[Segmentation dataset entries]
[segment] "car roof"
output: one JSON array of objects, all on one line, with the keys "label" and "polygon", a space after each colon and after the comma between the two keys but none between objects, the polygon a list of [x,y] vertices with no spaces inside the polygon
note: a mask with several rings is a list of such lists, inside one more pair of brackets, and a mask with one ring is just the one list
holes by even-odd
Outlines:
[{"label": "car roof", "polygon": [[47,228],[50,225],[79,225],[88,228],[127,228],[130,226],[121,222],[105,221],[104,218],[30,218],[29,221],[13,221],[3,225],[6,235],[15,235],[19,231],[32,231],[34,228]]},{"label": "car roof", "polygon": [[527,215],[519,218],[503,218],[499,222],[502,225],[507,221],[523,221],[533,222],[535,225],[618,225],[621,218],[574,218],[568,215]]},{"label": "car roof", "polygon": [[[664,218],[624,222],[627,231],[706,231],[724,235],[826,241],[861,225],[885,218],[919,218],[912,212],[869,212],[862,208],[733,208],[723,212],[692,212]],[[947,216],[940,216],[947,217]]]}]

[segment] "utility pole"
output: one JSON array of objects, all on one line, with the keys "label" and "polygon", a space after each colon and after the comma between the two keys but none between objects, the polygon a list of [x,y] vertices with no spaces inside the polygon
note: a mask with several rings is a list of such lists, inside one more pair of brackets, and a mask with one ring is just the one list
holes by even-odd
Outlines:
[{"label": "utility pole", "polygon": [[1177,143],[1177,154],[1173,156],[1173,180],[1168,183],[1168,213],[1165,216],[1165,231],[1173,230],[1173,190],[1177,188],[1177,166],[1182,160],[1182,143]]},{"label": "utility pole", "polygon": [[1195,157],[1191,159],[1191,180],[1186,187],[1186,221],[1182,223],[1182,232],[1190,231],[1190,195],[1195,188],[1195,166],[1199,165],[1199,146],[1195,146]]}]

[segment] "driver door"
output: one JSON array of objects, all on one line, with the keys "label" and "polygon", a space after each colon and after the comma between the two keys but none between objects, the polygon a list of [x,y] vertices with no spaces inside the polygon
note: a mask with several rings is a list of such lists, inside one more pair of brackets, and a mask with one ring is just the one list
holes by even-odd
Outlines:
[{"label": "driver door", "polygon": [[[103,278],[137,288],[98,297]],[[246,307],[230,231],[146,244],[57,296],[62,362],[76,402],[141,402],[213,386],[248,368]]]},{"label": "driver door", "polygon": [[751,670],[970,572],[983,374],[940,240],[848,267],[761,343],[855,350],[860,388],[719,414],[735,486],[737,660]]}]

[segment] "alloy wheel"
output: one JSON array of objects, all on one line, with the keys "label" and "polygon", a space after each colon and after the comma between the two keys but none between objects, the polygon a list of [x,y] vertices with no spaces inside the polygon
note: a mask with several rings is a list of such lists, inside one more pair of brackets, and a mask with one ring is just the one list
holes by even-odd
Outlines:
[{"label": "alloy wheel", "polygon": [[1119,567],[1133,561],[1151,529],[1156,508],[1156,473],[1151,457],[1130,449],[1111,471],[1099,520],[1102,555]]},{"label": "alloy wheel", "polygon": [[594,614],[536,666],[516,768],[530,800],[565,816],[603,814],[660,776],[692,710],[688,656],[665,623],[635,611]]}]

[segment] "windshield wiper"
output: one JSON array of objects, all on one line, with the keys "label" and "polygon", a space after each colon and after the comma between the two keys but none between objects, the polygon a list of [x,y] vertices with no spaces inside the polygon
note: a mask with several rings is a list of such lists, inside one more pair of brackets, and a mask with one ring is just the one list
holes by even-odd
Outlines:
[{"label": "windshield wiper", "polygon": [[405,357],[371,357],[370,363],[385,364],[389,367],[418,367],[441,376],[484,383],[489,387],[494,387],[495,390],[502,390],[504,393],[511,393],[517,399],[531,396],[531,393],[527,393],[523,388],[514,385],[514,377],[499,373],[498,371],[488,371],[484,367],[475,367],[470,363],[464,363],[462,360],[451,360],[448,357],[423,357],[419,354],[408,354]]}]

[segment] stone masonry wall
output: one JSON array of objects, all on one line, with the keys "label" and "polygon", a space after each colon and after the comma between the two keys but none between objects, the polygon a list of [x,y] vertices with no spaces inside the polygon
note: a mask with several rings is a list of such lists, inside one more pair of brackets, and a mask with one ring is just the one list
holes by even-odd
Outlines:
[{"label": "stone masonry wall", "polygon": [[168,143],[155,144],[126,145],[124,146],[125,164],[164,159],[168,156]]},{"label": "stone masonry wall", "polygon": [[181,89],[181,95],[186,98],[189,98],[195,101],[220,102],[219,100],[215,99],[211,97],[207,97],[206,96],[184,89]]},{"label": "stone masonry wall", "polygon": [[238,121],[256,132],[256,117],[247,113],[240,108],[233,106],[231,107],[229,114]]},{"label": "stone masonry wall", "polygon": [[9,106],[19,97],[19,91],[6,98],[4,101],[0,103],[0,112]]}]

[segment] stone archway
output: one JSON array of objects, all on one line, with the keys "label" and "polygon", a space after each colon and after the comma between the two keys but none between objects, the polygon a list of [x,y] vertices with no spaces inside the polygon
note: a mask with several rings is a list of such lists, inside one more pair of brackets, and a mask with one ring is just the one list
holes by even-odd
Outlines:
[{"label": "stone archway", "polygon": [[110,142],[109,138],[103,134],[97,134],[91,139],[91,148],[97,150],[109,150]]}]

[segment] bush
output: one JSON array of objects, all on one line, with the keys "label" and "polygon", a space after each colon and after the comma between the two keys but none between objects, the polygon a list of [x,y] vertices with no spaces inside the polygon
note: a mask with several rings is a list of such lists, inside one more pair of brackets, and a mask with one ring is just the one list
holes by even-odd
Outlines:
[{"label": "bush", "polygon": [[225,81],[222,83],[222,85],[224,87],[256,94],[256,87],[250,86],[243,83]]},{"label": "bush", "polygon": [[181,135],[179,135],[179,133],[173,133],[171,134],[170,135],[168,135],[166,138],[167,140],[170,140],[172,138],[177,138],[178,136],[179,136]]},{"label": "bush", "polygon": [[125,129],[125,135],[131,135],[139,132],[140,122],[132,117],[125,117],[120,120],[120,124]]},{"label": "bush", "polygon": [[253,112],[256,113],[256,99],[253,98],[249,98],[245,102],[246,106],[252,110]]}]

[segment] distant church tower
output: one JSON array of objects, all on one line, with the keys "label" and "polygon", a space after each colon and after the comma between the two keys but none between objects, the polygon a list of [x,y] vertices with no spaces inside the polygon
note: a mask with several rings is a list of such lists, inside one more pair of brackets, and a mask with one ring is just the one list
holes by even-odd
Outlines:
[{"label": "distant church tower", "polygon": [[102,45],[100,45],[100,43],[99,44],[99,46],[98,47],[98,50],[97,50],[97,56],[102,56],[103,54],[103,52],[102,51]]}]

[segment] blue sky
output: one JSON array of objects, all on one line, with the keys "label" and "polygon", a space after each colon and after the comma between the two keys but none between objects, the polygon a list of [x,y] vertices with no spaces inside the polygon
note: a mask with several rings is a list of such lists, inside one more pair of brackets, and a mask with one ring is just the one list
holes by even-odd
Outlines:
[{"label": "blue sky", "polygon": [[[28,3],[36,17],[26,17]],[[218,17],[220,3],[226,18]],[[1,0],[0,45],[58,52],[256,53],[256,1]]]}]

= EXERCISE TASK =
Copy every line of the entries above word for word.

= SOLUTION =
[segment] "car roof"
output: one JSON array of objects, all on one line, with the keys "label" and "polygon", a space after each colon and after the comma between the two keys but none between objects, the polygon a list of [x,y] vertices with no spaces inside the polygon
note: a mask with several rings is a list of such lists, inside one more pair of brackets, and a mask with one ring is just the one list
holes by even-odd
Outlines:
[{"label": "car roof", "polygon": [[47,228],[50,225],[79,225],[88,228],[127,228],[130,226],[121,222],[105,221],[104,218],[30,218],[29,221],[13,221],[3,225],[6,235],[15,235],[19,231],[32,231],[34,228]]},{"label": "car roof", "polygon": [[527,215],[519,218],[503,218],[499,222],[502,225],[507,221],[523,221],[533,222],[535,225],[618,225],[621,218],[574,218],[568,215]]},{"label": "car roof", "polygon": [[[664,218],[624,222],[627,231],[706,231],[724,235],[826,241],[861,225],[885,218],[919,218],[912,212],[869,212],[862,208],[733,208],[723,212],[692,212]],[[947,216],[940,216],[947,217]]]}]

[segment] "utility pole"
output: one JSON array of objects, all on one line, with the keys "label" and "polygon", a space after each colon and after the comma between the two keys but none between objects, the polygon a list of [x,y] vertices with no spaces inside the polygon
note: a mask with several rings is a list of such lists, inside one more pair of brackets, and a mask with one ring is just the one list
holes by even-odd
Outlines:
[{"label": "utility pole", "polygon": [[1177,143],[1177,154],[1173,156],[1173,180],[1168,183],[1168,213],[1165,216],[1165,231],[1173,230],[1173,190],[1177,188],[1177,166],[1182,160],[1182,143]]},{"label": "utility pole", "polygon": [[1195,157],[1191,159],[1191,180],[1186,187],[1186,221],[1182,223],[1182,232],[1190,231],[1190,195],[1195,188],[1195,166],[1199,165],[1199,146],[1195,146]]}]

[segment] "driver door"
output: one JSON array of objects, all on one line, with the keys "label" and "polygon", a space after each colon and after the comma between the two keys but none between objects, the polygon a list of [x,y] vertices with no spaces inside the polygon
note: a mask with several rings is a list of such lists, inside one more pair of brackets, and a mask with one ring is just the one list
holes by even-odd
Outlines:
[{"label": "driver door", "polygon": [[[103,278],[137,288],[98,297]],[[246,307],[230,231],[146,244],[57,296],[62,362],[76,402],[141,402],[213,386],[248,368]]]},{"label": "driver door", "polygon": [[751,670],[970,572],[983,374],[940,240],[848,267],[761,343],[855,350],[860,388],[719,414],[735,486],[737,660]]}]

[segment] "alloy wheel"
output: one JSON array of objects, all on one line, with the keys "label" and "polygon", a space after each colon and after the comma between the two keys but none between objects, the polygon a list of [x,y] vertices with no spaces inside the polygon
note: a mask with several rings is a list of such lists, inside one more pair of brackets, and a mask with one ring is just the one list
holes by even-odd
Outlines:
[{"label": "alloy wheel", "polygon": [[1119,567],[1133,561],[1151,529],[1156,508],[1156,473],[1151,457],[1130,449],[1111,471],[1099,520],[1102,555]]},{"label": "alloy wheel", "polygon": [[594,614],[536,666],[516,768],[530,800],[565,816],[603,814],[660,776],[692,710],[688,656],[665,623],[635,611]]}]

[segment] "windshield wiper"
output: one JSON array of objects, all on one line, with the keys "label" and "polygon", a space after each colon and after the comma between the two keys but none between objects, the polygon a list of [x,y] vertices with no spaces inside the polygon
note: a mask with several rings is a list of such lists, inside one more pair of brackets, and a mask with one ring is just the one list
holes by even-odd
Outlines:
[{"label": "windshield wiper", "polygon": [[405,357],[371,357],[370,363],[385,364],[389,367],[418,367],[441,376],[484,383],[489,387],[494,387],[495,390],[502,390],[504,393],[511,393],[517,399],[531,396],[531,393],[527,393],[523,388],[514,385],[514,377],[499,373],[498,371],[488,371],[484,367],[475,367],[470,363],[464,363],[462,360],[451,360],[448,357],[423,357],[419,354],[408,354]]}]

[segment] stone masonry wall
output: one JSON array of objects, all on one line, with the keys "label" and "polygon", a space after each colon and after the comma between the two keys but none between objects, the polygon a list of [x,y] vertices with no spaces inside the polygon
note: a mask with several rings is a list of such lists, inside one more pair of brackets, and a mask with one ring is just the one list
holes by even-odd
Outlines:
[{"label": "stone masonry wall", "polygon": [[168,143],[155,144],[126,145],[124,146],[125,164],[164,159],[168,156]]},{"label": "stone masonry wall", "polygon": [[181,89],[181,95],[186,98],[189,98],[195,101],[220,102],[219,100],[215,99],[211,97],[207,97],[206,96],[184,89]]},{"label": "stone masonry wall", "polygon": [[238,121],[256,132],[256,117],[247,113],[240,108],[233,106],[231,107],[229,114]]},{"label": "stone masonry wall", "polygon": [[9,106],[19,97],[19,91],[6,98],[4,101],[0,103],[0,112]]}]

[segment] stone archway
output: one JSON array of objects, all on one line, with the keys "label" and "polygon", a space after each colon and after the comma between the two keys but none between objects, the polygon a list of [x,y] vertices with no spaces inside the polygon
note: a mask with several rings is a list of such lists, inside one more pair of brackets, and a mask with one ring is just the one list
holes by even-odd
Outlines:
[{"label": "stone archway", "polygon": [[110,142],[109,138],[103,134],[97,134],[91,139],[91,148],[97,150],[109,150]]}]

[segment] bush
output: one JSON array of objects, all on one line, with the keys "label" and "polygon", a space after each colon and after the comma between the two keys but none between objects, the polygon a list of [x,y] vertices with no spaces inside the polygon
note: a mask with several rings is a list of such lists, inside one more pair of brackets, and a mask with one ring is just the one list
holes by even-odd
Outlines:
[{"label": "bush", "polygon": [[225,81],[222,83],[222,85],[224,87],[256,94],[256,87],[250,86],[243,83]]},{"label": "bush", "polygon": [[181,135],[179,135],[179,133],[173,133],[171,134],[170,135],[168,135],[166,138],[167,140],[170,140],[172,138],[177,138],[178,136],[179,136]]},{"label": "bush", "polygon": [[125,129],[125,135],[131,135],[139,132],[140,122],[132,117],[125,117],[120,120],[120,124]]},{"label": "bush", "polygon": [[253,112],[256,113],[256,99],[253,98],[249,98],[245,102],[246,106],[252,110]]}]

[segment] distant church tower
output: one JSON array of objects, all on one line, with the keys "label" and "polygon", a space after each colon and after the comma between the two keys but none between objects, the polygon a list of [x,y] vertices with no spaces inside the polygon
note: a mask with several rings is a list of such lists, inside one more pair of brackets, and a mask with one ring is just the one list
holes by even-odd
Outlines:
[{"label": "distant church tower", "polygon": [[102,45],[100,45],[100,43],[99,44],[99,46],[98,47],[98,50],[97,50],[97,56],[102,56],[103,54],[103,52],[102,51]]}]

[segment] blue sky
output: one JSON array of objects, all on one line, with the keys "label" and "polygon", a space after each colon and after the comma between the two keys but none between objects, the polygon a list of [x,y] vertices with no spaces inside the polygon
note: a mask with several rings is a list of such lists, inside one more pair of brackets, and a mask with one ring is just the one list
holes by even-odd
Outlines:
[{"label": "blue sky", "polygon": [[[28,3],[36,17],[26,17]],[[218,17],[220,3],[226,18]],[[1,0],[0,45],[58,52],[256,53],[256,1]]]}]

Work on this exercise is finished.